Copy every entry exactly.

Stored items from a collection
┌──

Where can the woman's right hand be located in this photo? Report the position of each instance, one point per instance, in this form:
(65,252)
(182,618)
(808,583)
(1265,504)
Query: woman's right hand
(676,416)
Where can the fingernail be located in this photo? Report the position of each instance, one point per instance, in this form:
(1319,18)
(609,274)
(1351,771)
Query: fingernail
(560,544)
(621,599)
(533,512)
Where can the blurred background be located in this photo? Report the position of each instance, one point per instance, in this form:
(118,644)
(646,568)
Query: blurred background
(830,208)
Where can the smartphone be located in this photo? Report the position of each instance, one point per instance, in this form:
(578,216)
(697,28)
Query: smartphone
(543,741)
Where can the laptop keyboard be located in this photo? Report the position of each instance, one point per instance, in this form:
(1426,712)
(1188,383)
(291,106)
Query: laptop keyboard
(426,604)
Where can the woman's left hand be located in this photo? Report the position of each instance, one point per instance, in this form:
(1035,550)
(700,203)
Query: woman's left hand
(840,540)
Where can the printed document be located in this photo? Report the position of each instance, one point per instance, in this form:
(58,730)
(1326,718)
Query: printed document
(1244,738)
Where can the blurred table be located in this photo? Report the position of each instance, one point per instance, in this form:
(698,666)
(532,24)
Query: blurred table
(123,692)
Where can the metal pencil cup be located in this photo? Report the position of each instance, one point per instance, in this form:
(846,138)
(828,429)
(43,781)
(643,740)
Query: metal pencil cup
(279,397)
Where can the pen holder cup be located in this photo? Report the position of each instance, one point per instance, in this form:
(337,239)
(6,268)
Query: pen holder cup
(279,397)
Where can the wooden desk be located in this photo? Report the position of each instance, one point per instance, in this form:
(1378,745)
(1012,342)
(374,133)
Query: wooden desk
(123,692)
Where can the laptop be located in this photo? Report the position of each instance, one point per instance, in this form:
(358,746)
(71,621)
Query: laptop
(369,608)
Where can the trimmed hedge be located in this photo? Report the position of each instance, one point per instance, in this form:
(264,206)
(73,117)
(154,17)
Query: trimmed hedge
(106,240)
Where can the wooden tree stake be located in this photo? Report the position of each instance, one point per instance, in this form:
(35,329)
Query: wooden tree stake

└──

▸ Answer for the task
Where can the woman's right hand be located in this photo? Report the position of each instance, one point per instance, in this form:
(65,252)
(182,618)
(808,583)
(1265,504)
Query: woman's right hand
(676,416)
Where can the fingernail be located in this photo? Report the position of each instance, one point per instance, in this form:
(1319,18)
(609,274)
(1351,771)
Query: fingernail
(560,544)
(621,599)
(533,512)
Where can the blurred background be located in this photo? Report the position of each instance, one point per instance, in this form:
(118,644)
(646,568)
Query: blurred background
(830,208)
Where can the smartphone be located in this photo? Report the position of each instance, one point per instance, in this form:
(578,216)
(697,28)
Query: smartphone
(543,741)
Where can the laptop keyboard be located in this photo? Report the position of each instance, one point per instance, in this form:
(1426,712)
(1188,383)
(291,106)
Query: laptop keyboard
(426,604)
Where can the woman's left hand be located in this photo? Report the position of each instance, one point per instance, in this form:
(1035,550)
(700,203)
Query: woman's left hand
(840,540)
Where can the printed document be located in this photo? Report the position of each instance, one point per instance, in this form:
(58,730)
(1326,718)
Query: printed document
(1244,738)
Where can the blurred table be located in this photo? Report the position of each instance, one point per instance, in this form:
(698,666)
(532,24)
Query: blurred table
(123,692)
Where can the metal pencil cup be located in this photo? Report the position of each instance, one point per instance, in this form:
(846,138)
(828,429)
(43,781)
(643,740)
Query: metal pencil cup
(279,397)
Where can the pen holder cup be located in this photo? Report the position of each instance, one point per instance, in this form:
(337,239)
(6,268)
Query: pen holder cup
(279,397)
Where can the wooden desk be located in this photo? Report the position of each instance, one point per instance, in this form:
(1378,745)
(1012,342)
(374,133)
Query: wooden desk
(123,692)
Where can the laptop be located in this photo? Report the position of each instance, one point per instance, in this form:
(358,746)
(71,621)
Query: laptop
(369,608)
Where can the trimmed hedge be located in this photo? Report the position of each instance, one point per instance, in this form:
(264,206)
(73,117)
(154,17)
Query: trimmed hedge
(106,240)
Where can the wooden tree stake be located in this photo? Report the position of each instance, one point per instance, in this form:
(35,329)
Query: wooden tree stake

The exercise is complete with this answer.